TASK DESCRIPTION: Check each statement against the article on the Center for Hope and Healing, answering yes or no and quoting the exact words that decide it: (a) The center is at Wilmington Hospital. (b) At first, the center will serve about 500 patients. (c) Patients with complex needs make up fewer than 10 percent of all patients.

SOURCE PASSAGE:
>>
Christiana Care’s new Center for Hope and Healing offers a lifeline for people struggling with mental, physical and social challenges

When life throws its punches, the journey to healing begins with hope.

Christiana Care’s new Center for Hope and Healing at Wilmington Hospital will help some of the most vulnerable members of our community improve their medical and behavioral health while addressing social barriers that can undermine their success.

This unique, comprehensive approach to health supports patients who struggle with significant mental illness as well as a poorly controlled chronic medical condition or a significant social need, such as homelessness, hunger or addiction.

By addressing both medical and non-medical needs that can impede good health, the center’s innovative level of extended care will help patients to achieve better health and prevent unnecessary emergency department visits, hospitalizations, and readmissions.

“We understand the challenges that our patients face, and we are here to walk with them every step of the way on the road to meeting their health goals,” said Linda J. Lang, M.D., chair of the Department of Psychiatry and medical director of the Behavioral Health Service Line at Christiana Care. “We are not only healing bodies and minds with excellence; we are serving souls with love.”

The Center for Hope and Healing offers a specialized combination of:

Behavioral health to treat complex needs such as bipolar disorder, schizophrenia and severe depression.
Community interventions to address social determinants of health, such as homelessness, food insecurity and addiction.
Primary care to help patients take control of their health and appropriately manage chronic conditions such as diabetes and high blood pressure.

Initially, the center will serve about 200 patients who are identified as needing this enhanced level of coordinated care. Patients may be referred from Wilmington Hospital, including Wilmington Hospital’s adult primary care practices, and Christiana Care’s Carelink CareNow Community Team program, which already serves a wide variety of people in the community with complex medical and non-medical needs. Patients with complex needs are often high users of acute health services. This population comprises fewer than 10 percent of all patients but accounts for more than 20 percent of all hospital visits.
<<
INFORMATION SUPPLIED:
>>
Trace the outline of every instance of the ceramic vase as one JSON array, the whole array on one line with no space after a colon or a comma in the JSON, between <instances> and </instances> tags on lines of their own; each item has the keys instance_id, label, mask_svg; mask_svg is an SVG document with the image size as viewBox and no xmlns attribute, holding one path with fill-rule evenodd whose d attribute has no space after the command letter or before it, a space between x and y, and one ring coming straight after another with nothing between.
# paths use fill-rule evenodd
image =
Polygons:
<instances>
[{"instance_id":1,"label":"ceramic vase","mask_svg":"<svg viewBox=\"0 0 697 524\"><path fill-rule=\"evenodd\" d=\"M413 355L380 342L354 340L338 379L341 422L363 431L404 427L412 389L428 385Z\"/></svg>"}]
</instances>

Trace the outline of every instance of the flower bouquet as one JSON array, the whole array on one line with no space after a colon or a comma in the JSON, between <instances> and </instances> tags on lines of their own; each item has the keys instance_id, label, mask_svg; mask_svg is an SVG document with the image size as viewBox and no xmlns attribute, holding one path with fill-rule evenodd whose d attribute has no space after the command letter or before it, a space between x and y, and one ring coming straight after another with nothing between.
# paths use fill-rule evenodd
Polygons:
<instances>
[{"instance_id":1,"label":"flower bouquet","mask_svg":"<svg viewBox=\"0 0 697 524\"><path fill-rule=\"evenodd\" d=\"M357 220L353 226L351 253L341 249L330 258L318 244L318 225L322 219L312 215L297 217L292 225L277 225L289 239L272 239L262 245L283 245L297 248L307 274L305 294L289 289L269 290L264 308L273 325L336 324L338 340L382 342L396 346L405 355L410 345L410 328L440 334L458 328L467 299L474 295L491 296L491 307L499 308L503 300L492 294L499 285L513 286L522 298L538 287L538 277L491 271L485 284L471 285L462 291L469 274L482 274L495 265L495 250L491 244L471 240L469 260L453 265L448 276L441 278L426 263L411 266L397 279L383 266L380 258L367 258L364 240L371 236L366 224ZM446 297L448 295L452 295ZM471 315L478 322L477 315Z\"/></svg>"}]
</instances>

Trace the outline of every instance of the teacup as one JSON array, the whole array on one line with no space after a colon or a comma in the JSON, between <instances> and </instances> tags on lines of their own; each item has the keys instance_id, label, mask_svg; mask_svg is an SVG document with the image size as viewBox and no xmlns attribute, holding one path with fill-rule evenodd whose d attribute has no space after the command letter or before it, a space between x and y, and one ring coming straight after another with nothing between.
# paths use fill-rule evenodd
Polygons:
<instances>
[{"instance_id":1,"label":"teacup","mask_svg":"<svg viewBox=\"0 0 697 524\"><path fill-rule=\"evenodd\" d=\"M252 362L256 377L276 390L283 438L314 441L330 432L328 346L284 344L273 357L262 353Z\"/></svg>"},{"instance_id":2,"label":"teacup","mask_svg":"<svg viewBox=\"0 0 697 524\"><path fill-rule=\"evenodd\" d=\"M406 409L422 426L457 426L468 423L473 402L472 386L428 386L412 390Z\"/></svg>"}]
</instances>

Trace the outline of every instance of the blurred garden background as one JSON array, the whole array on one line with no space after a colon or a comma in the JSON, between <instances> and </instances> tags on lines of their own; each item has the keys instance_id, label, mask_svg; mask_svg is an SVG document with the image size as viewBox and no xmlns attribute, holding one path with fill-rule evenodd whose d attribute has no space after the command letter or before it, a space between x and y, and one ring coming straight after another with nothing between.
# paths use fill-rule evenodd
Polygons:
<<
RESPONSE AREA:
(a) Yes: "Center for Hope and Healing at Wilmington Hospital"
(b) No: "Initially, the center will serve about 200 patients"
(c) Yes: "This population comprises fewer than 10 percent of all patients"